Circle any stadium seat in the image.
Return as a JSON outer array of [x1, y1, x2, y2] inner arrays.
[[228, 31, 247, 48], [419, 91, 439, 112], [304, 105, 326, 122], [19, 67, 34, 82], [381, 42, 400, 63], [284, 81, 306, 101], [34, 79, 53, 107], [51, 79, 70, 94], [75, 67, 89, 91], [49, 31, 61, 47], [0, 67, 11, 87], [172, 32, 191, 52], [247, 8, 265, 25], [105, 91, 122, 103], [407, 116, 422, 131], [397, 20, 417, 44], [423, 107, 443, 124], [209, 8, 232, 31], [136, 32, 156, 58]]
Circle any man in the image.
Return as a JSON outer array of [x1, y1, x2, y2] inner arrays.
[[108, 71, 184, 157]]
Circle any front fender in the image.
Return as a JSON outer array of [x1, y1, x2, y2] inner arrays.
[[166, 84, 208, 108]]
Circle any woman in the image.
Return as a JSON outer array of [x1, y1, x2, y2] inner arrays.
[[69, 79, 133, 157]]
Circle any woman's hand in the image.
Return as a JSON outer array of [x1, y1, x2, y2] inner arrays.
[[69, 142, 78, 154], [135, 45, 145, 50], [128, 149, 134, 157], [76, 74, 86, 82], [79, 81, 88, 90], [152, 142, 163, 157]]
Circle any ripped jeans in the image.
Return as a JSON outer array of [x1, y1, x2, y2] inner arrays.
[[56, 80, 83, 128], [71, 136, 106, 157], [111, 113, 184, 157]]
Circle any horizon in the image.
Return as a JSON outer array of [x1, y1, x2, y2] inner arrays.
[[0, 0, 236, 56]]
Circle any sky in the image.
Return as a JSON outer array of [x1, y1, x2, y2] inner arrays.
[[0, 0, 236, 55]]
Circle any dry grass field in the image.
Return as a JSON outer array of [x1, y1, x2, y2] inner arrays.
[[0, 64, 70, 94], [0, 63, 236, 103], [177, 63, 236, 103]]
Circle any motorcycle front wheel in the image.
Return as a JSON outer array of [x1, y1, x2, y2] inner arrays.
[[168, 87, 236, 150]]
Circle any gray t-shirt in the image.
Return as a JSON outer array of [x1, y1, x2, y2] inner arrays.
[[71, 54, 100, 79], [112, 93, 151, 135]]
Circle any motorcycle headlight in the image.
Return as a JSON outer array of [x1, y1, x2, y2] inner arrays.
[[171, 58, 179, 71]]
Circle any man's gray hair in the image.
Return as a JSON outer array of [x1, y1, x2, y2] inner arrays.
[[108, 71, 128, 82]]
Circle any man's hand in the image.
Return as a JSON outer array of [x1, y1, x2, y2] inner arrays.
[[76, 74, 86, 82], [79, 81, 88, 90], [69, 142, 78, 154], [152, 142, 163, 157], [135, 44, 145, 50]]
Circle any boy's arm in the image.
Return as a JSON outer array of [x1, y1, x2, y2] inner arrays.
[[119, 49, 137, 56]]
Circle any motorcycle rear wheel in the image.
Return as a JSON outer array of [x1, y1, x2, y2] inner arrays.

---

# What you will do
Format all the material above as a numbered list, omitting blank lines.

# Expected answer
1. Circle any stadium seat in the image.
2. Return as a JSON outer array of [x1, y1, x2, y2] inner arrays.
3. [[228, 31, 247, 48], [419, 91, 439, 112], [304, 105, 326, 122], [19, 67, 34, 82], [381, 42, 400, 63], [284, 81, 306, 101], [34, 79, 53, 107], [51, 79, 70, 94], [75, 67, 89, 91], [49, 31, 61, 47], [0, 67, 11, 87], [172, 32, 191, 52], [247, 8, 265, 25], [105, 91, 122, 103], [407, 116, 422, 131], [397, 20, 417, 44], [423, 107, 443, 124], [209, 8, 232, 31], [136, 32, 156, 58]]
4. Circle any man in the image.
5. Return as a JSON outer array of [x1, y1, x2, y2] inner arrays.
6. [[108, 71, 184, 157]]
7. Circle any front fender in the image.
8. Return as a JSON outer array of [x1, y1, x2, y2] inner arrays.
9. [[166, 84, 208, 108]]
10. Circle any woman in the image.
11. Return as a JSON outer array of [x1, y1, x2, y2] inner arrays.
12. [[69, 79, 133, 157]]
13. Circle any woman's hand in the image.
14. Return as a JSON outer array of [x1, y1, x2, y2] inner arrays.
15. [[69, 142, 78, 154], [135, 45, 145, 50], [128, 149, 134, 157], [76, 74, 86, 82], [79, 81, 88, 90], [152, 142, 163, 157]]
16. Circle any ripped jeans in the image.
17. Return as a JSON outer array of [x1, y1, x2, y2] inner arrays.
18. [[56, 80, 83, 128], [71, 136, 106, 157], [111, 113, 184, 157]]
19. Circle any horizon in the image.
20. Return as a JSON outer array of [x1, y1, x2, y2] inner arrays.
21. [[0, 0, 236, 56]]
22. Circle any sky in the image.
23. Return as a JSON outer array of [x1, y1, x2, y2] inner arrays.
24. [[0, 0, 236, 55]]
25. Circle any dry grass field in the image.
26. Return as a JSON outer array of [x1, y1, x2, y2] inner arrays.
27. [[0, 64, 70, 94], [0, 63, 236, 103], [177, 63, 236, 103]]
28. Circle any motorcycle front wheel in the image.
29. Return as a JSON outer array of [x1, y1, x2, y2] inner arrays.
30. [[168, 87, 236, 150]]
31. Circle any gray t-shirt in the image.
32. Return as a JSON outer array of [x1, y1, x2, y2] inner arrays.
33. [[71, 54, 100, 79], [112, 93, 151, 135]]
34. Circle any motorcycle headlight in the image.
35. Return as a JSON outer array of [x1, y1, x2, y2] inner arrays.
36. [[171, 58, 179, 71]]
37. Circle any man's gray hair in the image.
38. Return as a JSON outer array of [x1, y1, x2, y2] inner arrays.
39. [[108, 71, 128, 82]]
40. Circle any man's hand in the image.
41. Return as a JSON outer array of [x1, y1, x2, y2] inner arrays.
42. [[76, 74, 86, 82], [79, 81, 88, 90], [69, 142, 78, 154], [152, 142, 163, 157], [135, 44, 145, 50]]
43. Circle any boy's arm in the image.
44. Return as a JSON outer array of [x1, y1, x2, y2] inner arrays.
45. [[119, 49, 137, 56]]
46. Circle any motorcycle rear wheel in the image.
47. Return as a JSON outer array of [x1, y1, x2, y2] inner arrays.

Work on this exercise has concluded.